-- STATED EXERCISE 1 --
In the saved data rows, begin at the line that has "Thank you for the photograph above. Please mark the blonde" and continue through the last row. Change every "window pane" to "glass pane", and return those lines with nothing else altered.

Note: check /proc/cmdline on the nodes to get the current kernel arguments list.

Removing kernel argument

oc create -f- <<_EOF_
apiVersion: tuned.openshift.io/v1
kind: Tuned
metadata:
  name: configuration-hotfixes
  namespace: openshift-cluster-node-tuning-operator
spec:
  profile:
  - data: |
      [main]
      summary=Configuration changes profile inherited from performance created tuned

      include=openshift-node-performance-manual
      [bootloader]
      cmdline_removeKernelArgs=-idle=poll
    name: openshift-configuration-hotfixes
  recommend:
  - machineConfigLabels:
      machineconfiguration.openshift.io/role: "worker-cnf"
    priority: 15
    profile: openshift-configuration-hotfixes
_EOF_

The kernel argument is now removed:

sh-4.2# cat /proc/cmdline | grep "idle=poll"
sh-4.2# 

Changing sysctl values

sh-4.2# sysctl -n kernel.hung_task_timeout_secs
600
sh-4.2# sysctl -n kernel.nmi_watchdog          
0
sh-4.2# sysctl -n kernel.sched_rt_runtime_us
-1
oc create -f- <<_EOF_
apiVersion: tuned.openshift.io/v1
kind: Tuned
metadata:
  name: configuration-hotfixes
  namespace: openshift-cluster-node-tuning-operator
spec:
  profile:
  - data: |
      [main]
      summary=Configuration changes profile inherited from performance created tuned

      include=openshift-node-performance-manual
      [sysctl]
      kernel.hung_task_timeout_secs = 700  # change value from 600 to 700
      kernel.nmi_watchdog=     #set empty value
      kernel.sched_rt_runtime_us=-   # try removal
         

    name: openshift-configuration-hotfixes
  recommend:
  - machineConfigLabels:
      machineconfiguration.openshift.io/role: "worker-cnf"

Saved data entries
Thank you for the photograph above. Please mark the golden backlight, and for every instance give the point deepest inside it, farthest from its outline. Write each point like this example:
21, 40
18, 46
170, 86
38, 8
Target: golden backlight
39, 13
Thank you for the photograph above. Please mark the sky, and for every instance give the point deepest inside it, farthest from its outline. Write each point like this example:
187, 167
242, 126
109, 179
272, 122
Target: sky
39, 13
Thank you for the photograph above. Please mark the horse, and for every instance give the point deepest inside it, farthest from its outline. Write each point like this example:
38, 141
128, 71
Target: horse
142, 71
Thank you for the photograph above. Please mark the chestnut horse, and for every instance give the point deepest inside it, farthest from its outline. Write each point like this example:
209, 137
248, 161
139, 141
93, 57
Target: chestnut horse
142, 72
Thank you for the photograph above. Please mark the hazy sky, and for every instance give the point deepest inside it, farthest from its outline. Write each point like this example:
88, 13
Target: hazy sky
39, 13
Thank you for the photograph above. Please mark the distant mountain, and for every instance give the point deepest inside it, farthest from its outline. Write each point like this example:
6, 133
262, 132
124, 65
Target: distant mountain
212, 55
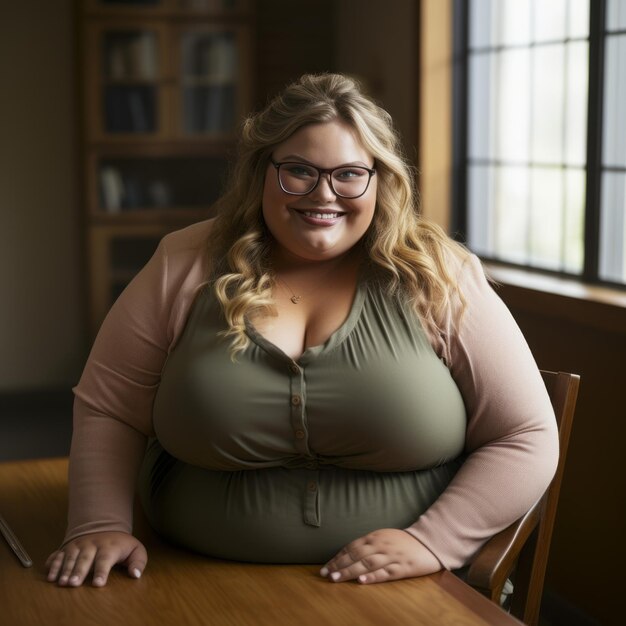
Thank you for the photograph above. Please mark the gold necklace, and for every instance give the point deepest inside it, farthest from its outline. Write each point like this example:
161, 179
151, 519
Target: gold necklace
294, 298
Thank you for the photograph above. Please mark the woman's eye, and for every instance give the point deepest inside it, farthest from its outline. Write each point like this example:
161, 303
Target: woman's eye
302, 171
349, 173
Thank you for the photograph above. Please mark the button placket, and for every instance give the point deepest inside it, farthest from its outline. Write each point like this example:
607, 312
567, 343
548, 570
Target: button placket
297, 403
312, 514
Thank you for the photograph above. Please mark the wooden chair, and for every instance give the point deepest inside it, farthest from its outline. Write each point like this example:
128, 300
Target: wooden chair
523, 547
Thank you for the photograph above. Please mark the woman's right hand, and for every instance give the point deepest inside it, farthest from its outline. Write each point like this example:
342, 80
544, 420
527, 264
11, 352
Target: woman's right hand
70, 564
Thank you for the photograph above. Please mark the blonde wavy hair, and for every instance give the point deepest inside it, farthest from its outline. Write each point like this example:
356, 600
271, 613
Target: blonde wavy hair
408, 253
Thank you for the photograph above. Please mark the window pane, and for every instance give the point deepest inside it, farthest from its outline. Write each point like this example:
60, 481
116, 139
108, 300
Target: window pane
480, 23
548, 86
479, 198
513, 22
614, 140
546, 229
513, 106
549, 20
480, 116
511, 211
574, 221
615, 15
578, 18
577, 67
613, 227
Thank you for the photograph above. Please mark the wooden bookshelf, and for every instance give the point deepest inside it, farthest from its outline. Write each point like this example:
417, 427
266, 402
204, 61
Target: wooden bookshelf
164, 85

-- STATED EXERCISE 2 --
Write out the entire text on removing a kernel argument and changing sysctl values through a Tuned profile, reproducing it character for character.

-- WRITTEN SOLUTION 1 --
Thank you for the photograph above. Please mark the blonde wavy hair, and for every instance give the point deepest inside it, farthest from its outline. Write each point like this example:
356, 600
271, 613
Target: blonde wavy hair
408, 253
Thank you for the photograph above. Please mark the glass pane, and for every instance give the point deepest inside it, farthest from its outline. Write each point like this example:
60, 481
116, 139
108, 300
Target: glass pane
480, 23
548, 86
479, 198
513, 22
614, 140
546, 229
513, 106
549, 20
480, 116
511, 211
574, 221
615, 15
578, 18
577, 67
613, 227
Thank you for the photograph above. Please mark the wooden bookshelf, and for every instance give the point deepest inside it, farthest from its outline. Write each point like this example:
417, 427
266, 402
204, 61
Target: wooden bookshelf
164, 85

-- WRITTEN SOLUTION 2 --
Note: check /proc/cmdline on the nodes to get the current kernel arguments list.

Removing kernel argument

oc create -f- <<_EOF_
apiVersion: tuned.openshift.io/v1
kind: Tuned
metadata:
  name: configuration-hotfixes
  namespace: openshift-cluster-node-tuning-operator
spec:
  profile:
  - data: |
      [main]
      summary=Configuration changes profile inherited from performance created tuned

      include=openshift-node-performance-manual
      [bootloader]
      cmdline_removeKernelArgs=-idle=poll
    name: openshift-configuration-hotfixes
  recommend:
  - machineConfigLabels:
      machineconfiguration.openshift.io/role: "worker-cnf"
    priority: 15
    profile: openshift-configuration-hotfixes
_EOF_

The kernel argument is now removed:

sh-4.2# cat /proc/cmdline | grep "idle=poll"
sh-4.2# 

Changing sysctl values

sh-4.2# sysctl -n kernel.hung_task_timeout_secs
600
sh-4.2# sysctl -n kernel.nmi_watchdog          
0
sh-4.2# sysctl -n kernel.sched_rt_runtime_us
-1
oc create -f- <<_EOF_
apiVersion: tuned.openshift.io/v1
kind: Tuned
metadata:
  name: configuration-hotfixes
  namespace: openshift-cluster-node-tuning-operator
spec:
  profile:
  - data: |
      [main]
      summary=Configuration changes profile inherited from performance created tuned

      include=openshift-node-performance-manual
      [sysctl]
      kernel.hung_task_timeout_secs = 700  # change value from 600 to 700
      kernel.nmi_watchdog=     #set empty value
      kernel.sched_rt_runtime_us=-   # try removal
         

    name: openshift-configuration-hotfixes
  recommend:
  - machineConfigLabels:
      machineconfiguration.openshift.io/role: "worker-cnf"